***** RECORDS FOR PROCESSING

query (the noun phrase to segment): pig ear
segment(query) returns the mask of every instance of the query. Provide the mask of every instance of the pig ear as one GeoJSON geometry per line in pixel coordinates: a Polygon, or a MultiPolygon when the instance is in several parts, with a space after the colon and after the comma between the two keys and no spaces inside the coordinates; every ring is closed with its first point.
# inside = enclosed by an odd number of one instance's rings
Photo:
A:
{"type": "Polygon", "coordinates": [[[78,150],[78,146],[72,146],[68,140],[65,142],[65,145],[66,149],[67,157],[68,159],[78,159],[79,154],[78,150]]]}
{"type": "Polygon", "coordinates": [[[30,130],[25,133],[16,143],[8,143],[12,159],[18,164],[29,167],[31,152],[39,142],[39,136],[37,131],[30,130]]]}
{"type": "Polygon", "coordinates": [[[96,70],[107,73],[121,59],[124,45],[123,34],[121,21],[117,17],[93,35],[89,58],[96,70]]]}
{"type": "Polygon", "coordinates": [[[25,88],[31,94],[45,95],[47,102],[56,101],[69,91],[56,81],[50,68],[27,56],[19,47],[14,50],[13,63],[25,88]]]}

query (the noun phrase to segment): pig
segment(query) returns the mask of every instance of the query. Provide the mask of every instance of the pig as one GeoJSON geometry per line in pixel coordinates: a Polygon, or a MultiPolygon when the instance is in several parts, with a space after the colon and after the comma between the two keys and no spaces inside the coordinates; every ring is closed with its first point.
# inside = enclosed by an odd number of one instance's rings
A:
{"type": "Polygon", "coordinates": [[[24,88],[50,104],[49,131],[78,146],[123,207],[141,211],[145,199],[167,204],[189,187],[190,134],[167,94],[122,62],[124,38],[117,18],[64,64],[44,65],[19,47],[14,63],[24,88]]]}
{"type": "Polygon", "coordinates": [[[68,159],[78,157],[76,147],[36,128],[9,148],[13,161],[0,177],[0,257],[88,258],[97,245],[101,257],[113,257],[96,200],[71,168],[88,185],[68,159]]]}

**********

Convert the items above into a two-column CSV with the headers request and answer, one row per item. Put each item's text and its answer in their own quoted field, and replace line breaks with spaces.

request,answer
"query (the noun phrase to segment): pig ear segment(query) returns the mask of every instance of the query. Provide the mask of every instance of the pig ear as one GeoJSON geometry per line in pixel coordinates: a Polygon, or a MultiPolygon when the instance is in several parts, with a space after the colon and after the comma between the two keys and no spaces inside the coordinates; every ring is closed with its first point. # inside = enclosed by an odd number of one instance's rings Photo: A:","{""type"": ""Polygon"", ""coordinates"": [[[78,150],[78,146],[72,146],[68,140],[65,142],[65,145],[66,149],[67,157],[68,159],[78,159],[79,154],[78,150]]]} {""type"": ""Polygon"", ""coordinates"": [[[30,130],[25,133],[16,143],[8,143],[12,159],[18,164],[29,167],[31,152],[39,142],[39,136],[37,131],[30,130]]]} {""type"": ""Polygon"", ""coordinates"": [[[96,70],[107,73],[121,59],[124,45],[123,34],[121,21],[117,17],[93,35],[89,58],[96,70]]]} {""type"": ""Polygon"", ""coordinates"": [[[25,88],[31,94],[45,95],[47,102],[56,101],[69,91],[56,81],[50,68],[27,56],[19,47],[14,50],[13,63],[25,88]]]}"
"query (the noun phrase to segment): pig segment(query) returns the mask of every instance of the query. Provide the mask of every instance of the pig as one GeoJSON geometry per line in pixel coordinates: a Polygon, or a MultiPolygon when the instance is in several parts, with a space after the colon and after the comma between the two keys and no spaces inside the coordinates; every ring is closed with its first point. # inside = enclosed by an odd number of one instance's rings A:","{""type"": ""Polygon"", ""coordinates"": [[[24,88],[50,104],[49,131],[78,146],[123,207],[141,211],[145,199],[167,204],[189,187],[190,134],[167,94],[122,62],[124,38],[117,18],[64,64],[44,65],[19,47],[14,63],[24,88]]]} {""type"": ""Polygon"", ""coordinates"": [[[68,159],[78,157],[76,147],[36,128],[9,148],[13,161],[0,177],[0,257],[88,258],[97,245],[101,257],[113,257],[96,200],[71,168],[88,185],[68,159]]]}"